■ Directions for this task:
Nothing but the records beneath, reproduced exactly, should appear in the answer.

[Records from a collection]

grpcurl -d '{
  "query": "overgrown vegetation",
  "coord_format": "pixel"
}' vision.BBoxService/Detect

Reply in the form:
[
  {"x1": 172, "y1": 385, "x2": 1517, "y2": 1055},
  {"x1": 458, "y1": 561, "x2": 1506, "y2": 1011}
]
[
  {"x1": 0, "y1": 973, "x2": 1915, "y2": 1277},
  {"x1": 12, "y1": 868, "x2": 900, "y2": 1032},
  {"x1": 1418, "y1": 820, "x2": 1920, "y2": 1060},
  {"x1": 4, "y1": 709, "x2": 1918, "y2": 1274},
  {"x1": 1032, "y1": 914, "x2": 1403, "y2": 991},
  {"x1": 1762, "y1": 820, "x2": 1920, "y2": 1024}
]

■ Answer for this exercise:
grpcurl -d '{
  "query": "overgrown vegetation",
  "coord_format": "pixel"
}' vision.BBoxService/Detect

Reply in the form:
[
  {"x1": 172, "y1": 385, "x2": 1517, "y2": 1055},
  {"x1": 458, "y1": 561, "x2": 1506, "y2": 1011}
]
[
  {"x1": 0, "y1": 973, "x2": 1915, "y2": 1277},
  {"x1": 12, "y1": 868, "x2": 900, "y2": 1032},
  {"x1": 1418, "y1": 820, "x2": 1920, "y2": 1060},
  {"x1": 4, "y1": 709, "x2": 1918, "y2": 1274},
  {"x1": 1032, "y1": 914, "x2": 1403, "y2": 991},
  {"x1": 1762, "y1": 820, "x2": 1920, "y2": 1024}
]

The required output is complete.